Sense of adventure: what happened to playgrounds that give children space?

Aldo "Van Eyck believed playgrounds should challenge a child's imagination without jarring the adult's aesthetic sensibilities. His abstract, elementary forms – often manufactured out of metal tubes like modernist furniture – were meant to belong in a well–mannered streetscape. During the same period in Britain, however, we were developing a tradition of playground design that was almost diametrically opposed. The first 'junk' playgrounds emerged amid the rubble of the Blitz, and the results were far less polite. Consisting of makeshift structures cobbled together out of roof beams and detritus, they were often designed with the assistance of the children themselves. That essential character survives today in descendants such as Glamis Adventure Playground in Shadwell, east London, a riot of skew–whiff woodwork and clashing colours, and an odd hybrid of post–war austerity and postmodern assemblage.

## SET PROBLEM 1
For each statement below, answer yes or no according to the playground passage, and quote the words that decide it: (a) Van Eyck's playground forms were often made from metal tubes. (b) The first junk playgrounds appeared before the war in tidy city streets. (c) Children often helped design the junk playgrounds.
## SET PROBLEM 2
List every material that the playground passage names as used to make playground structures.

Point annotations for photos:
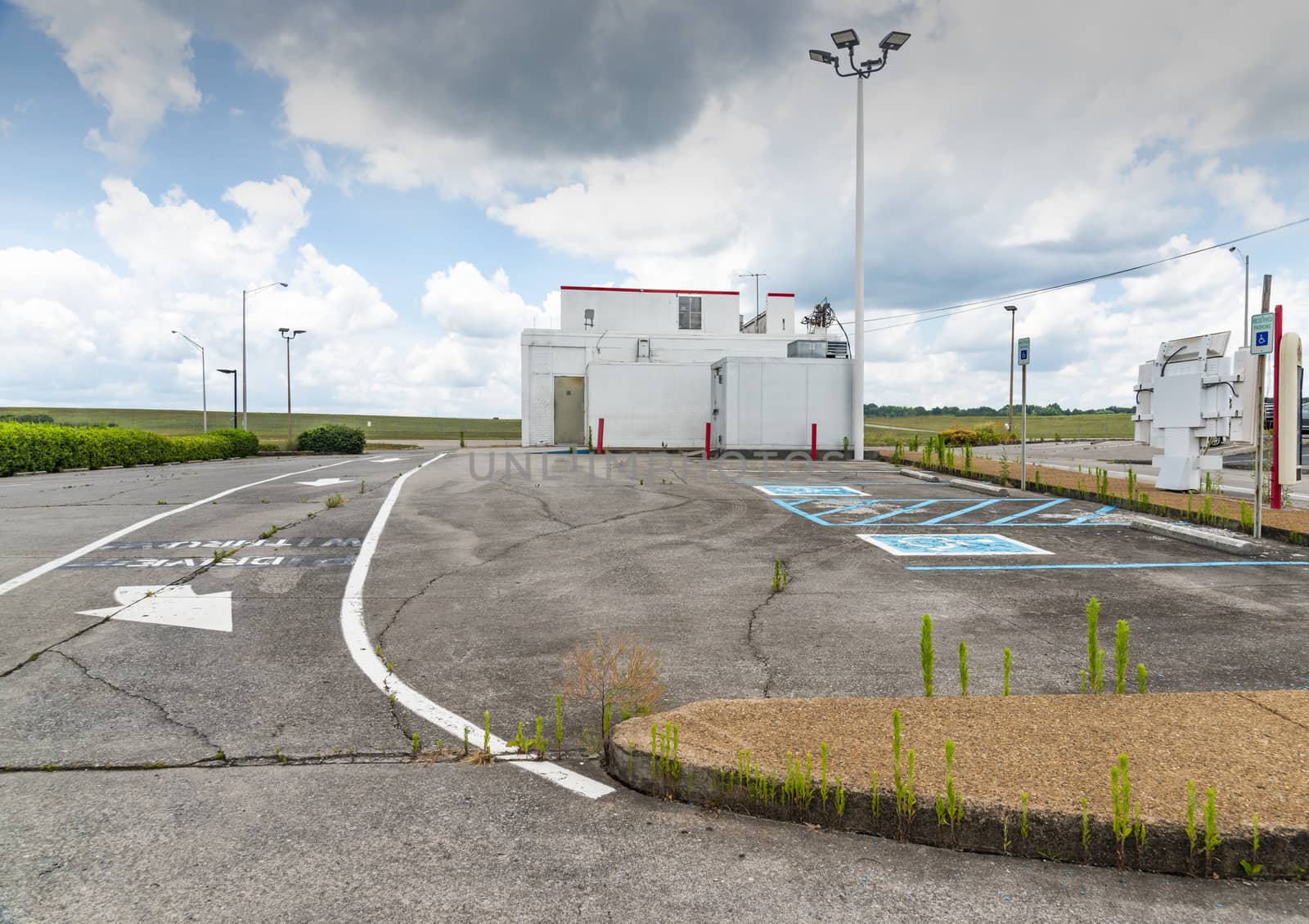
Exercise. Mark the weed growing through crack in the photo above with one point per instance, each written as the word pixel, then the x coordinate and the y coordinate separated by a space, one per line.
pixel 1121 639
pixel 1211 828
pixel 1190 814
pixel 780 579
pixel 1093 656
pixel 927 655
pixel 964 669
pixel 1253 867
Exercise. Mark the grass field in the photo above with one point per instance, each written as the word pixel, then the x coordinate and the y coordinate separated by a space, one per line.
pixel 884 431
pixel 272 427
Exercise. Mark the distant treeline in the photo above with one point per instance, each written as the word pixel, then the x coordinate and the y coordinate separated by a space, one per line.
pixel 43 419
pixel 981 411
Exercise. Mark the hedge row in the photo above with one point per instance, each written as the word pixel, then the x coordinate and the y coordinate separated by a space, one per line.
pixel 52 448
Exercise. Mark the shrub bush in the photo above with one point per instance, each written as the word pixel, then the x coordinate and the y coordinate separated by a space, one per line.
pixel 331 438
pixel 52 448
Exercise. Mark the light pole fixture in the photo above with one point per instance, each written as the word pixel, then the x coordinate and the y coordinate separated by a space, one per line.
pixel 245 372
pixel 1245 335
pixel 1014 320
pixel 848 39
pixel 288 335
pixel 205 401
pixel 233 373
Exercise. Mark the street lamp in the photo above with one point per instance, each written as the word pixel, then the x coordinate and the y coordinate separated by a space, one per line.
pixel 205 401
pixel 1014 320
pixel 233 373
pixel 245 372
pixel 848 39
pixel 1245 335
pixel 288 335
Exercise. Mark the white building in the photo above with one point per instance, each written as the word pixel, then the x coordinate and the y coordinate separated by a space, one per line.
pixel 641 360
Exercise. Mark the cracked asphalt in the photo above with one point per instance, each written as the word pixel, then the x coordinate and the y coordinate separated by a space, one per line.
pixel 115 804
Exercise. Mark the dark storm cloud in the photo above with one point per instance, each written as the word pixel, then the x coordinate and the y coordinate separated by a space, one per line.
pixel 529 76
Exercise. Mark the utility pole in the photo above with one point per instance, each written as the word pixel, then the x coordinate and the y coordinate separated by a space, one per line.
pixel 756 275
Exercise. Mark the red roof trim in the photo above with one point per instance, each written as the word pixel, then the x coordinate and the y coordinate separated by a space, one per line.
pixel 673 292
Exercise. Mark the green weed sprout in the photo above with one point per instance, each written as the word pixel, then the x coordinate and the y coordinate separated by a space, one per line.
pixel 1093 658
pixel 1211 828
pixel 927 655
pixel 1190 814
pixel 1253 867
pixel 1121 638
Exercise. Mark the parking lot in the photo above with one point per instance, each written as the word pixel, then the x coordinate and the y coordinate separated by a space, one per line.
pixel 473 577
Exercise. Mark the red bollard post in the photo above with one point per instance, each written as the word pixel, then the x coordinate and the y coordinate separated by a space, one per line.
pixel 1275 501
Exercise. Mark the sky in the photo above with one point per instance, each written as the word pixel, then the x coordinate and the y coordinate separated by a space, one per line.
pixel 425 176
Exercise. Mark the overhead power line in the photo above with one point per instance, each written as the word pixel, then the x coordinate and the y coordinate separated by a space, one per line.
pixel 923 314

## TASK SOLUTION 1
(a) Yes: "often manufactured out of metal tubes like modernist furniture"
(b) No: "The first 'junk' playgrounds emerged amid the rubble of the Blitz"
(c) Yes: "they were often designed with the assistance of the children themselves"

## TASK SOLUTION 2
metal tubes, roof beams, detritus